**EXERCISE INSTRUCTIONS:** All entries below are to be set down again exactly as given.

Saved entries:

━━━

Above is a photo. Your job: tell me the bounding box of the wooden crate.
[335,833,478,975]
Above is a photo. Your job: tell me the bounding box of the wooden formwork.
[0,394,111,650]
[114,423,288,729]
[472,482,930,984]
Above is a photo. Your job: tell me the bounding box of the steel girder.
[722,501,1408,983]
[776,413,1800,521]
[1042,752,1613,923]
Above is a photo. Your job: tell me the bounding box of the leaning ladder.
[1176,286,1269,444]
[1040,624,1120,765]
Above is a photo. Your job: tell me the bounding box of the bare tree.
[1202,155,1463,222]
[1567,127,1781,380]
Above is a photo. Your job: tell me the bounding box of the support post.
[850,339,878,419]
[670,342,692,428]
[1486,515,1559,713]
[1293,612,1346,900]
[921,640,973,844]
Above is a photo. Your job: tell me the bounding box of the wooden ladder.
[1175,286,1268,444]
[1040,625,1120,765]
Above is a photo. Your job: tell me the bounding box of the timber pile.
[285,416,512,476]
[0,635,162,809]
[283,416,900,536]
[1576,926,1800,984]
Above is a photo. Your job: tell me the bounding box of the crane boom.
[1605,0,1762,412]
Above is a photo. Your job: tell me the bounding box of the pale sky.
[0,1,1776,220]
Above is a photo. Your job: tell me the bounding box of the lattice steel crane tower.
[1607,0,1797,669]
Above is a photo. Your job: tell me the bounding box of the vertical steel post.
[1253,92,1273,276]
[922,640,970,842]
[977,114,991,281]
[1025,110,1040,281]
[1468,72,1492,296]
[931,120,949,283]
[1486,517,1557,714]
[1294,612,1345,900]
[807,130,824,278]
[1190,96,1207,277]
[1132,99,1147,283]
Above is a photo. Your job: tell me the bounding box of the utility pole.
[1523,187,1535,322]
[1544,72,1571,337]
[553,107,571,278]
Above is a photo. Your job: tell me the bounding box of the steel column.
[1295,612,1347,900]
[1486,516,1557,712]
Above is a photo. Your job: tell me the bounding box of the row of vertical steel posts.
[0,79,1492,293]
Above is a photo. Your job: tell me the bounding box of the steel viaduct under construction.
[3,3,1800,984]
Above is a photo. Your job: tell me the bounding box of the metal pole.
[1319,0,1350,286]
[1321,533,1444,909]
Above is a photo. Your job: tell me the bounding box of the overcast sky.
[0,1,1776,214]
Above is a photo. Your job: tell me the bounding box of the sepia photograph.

━━━

**PROBLEM SOLUTION:**
Above is a photo. Your job: tell me the bounding box of the wooden crate.
[335,833,478,975]
Above is a photo. Your job: tell me the bounding box of the wooden formwork.
[0,394,111,650]
[114,423,288,729]
[472,482,930,984]
Above is a photo. Your job: tell me the bounding box of the steel girder.
[722,501,1408,983]
[776,413,1800,521]
[1042,752,1613,923]
Above is a photo. Your job: tell me the bounding box of the leaning ladder.
[1176,286,1269,444]
[1040,624,1120,765]
Above is a photo. Your job: tell me the bounding box of the bare tree.
[1202,155,1463,222]
[1567,127,1781,380]
Above is a photo. Your job: tell me the bounding box of the support post.
[850,339,878,419]
[670,342,692,428]
[1486,515,1559,713]
[1293,612,1346,900]
[921,640,973,844]
Above is a photo. Your job: tell me the bounding box of the wooden ladder.
[1175,286,1268,444]
[1040,625,1120,765]
Above is a photo. Your job: tell me the bounding box of the timber pile.
[285,416,512,476]
[0,635,162,809]
[283,416,900,536]
[1576,926,1800,984]
Above is a photo. Your job: tell me the bounding box of the crane boom.
[1605,0,1762,412]
Above is a photo. Your job: tell me the bounding box of the pale sky.
[0,1,1776,220]
Above is a photo. Your job: tell me the bounding box of the lattice steel crane tower.
[1607,0,1797,669]
Above is a photo. Your job: tell me the bounding box of the vertical steel post.
[1253,92,1273,276]
[922,640,970,842]
[977,114,991,281]
[1025,110,1040,281]
[1468,72,1492,296]
[931,120,949,283]
[1486,517,1557,714]
[1294,612,1345,900]
[807,130,824,278]
[1190,96,1207,277]
[1132,99,1147,283]
Above is a photo. Your job: tell me the bounding box of the utility pole.
[1523,187,1535,322]
[1544,72,1571,337]
[553,107,571,278]
Above is a photo. Your job: tell me the bounding box of the steel column.
[1295,612,1347,900]
[1486,516,1557,712]
Above is a photo. Your job: tell me the bounding box of the row of vertical steel posts.
[0,79,1492,293]
Above is a photo. Your job: tell me the bounding box of the steel viaduct under construction.
[3,3,1800,984]
Above is a photo. Your job: tell me the bounding box of the metal pole.
[1319,0,1350,286]
[1321,533,1444,909]
Above is a photo. Your job: tell me the bounding box of the overcast sky.
[0,1,1776,214]
Above is a photo. Your job: tell me the bounding box of the sepia photograph.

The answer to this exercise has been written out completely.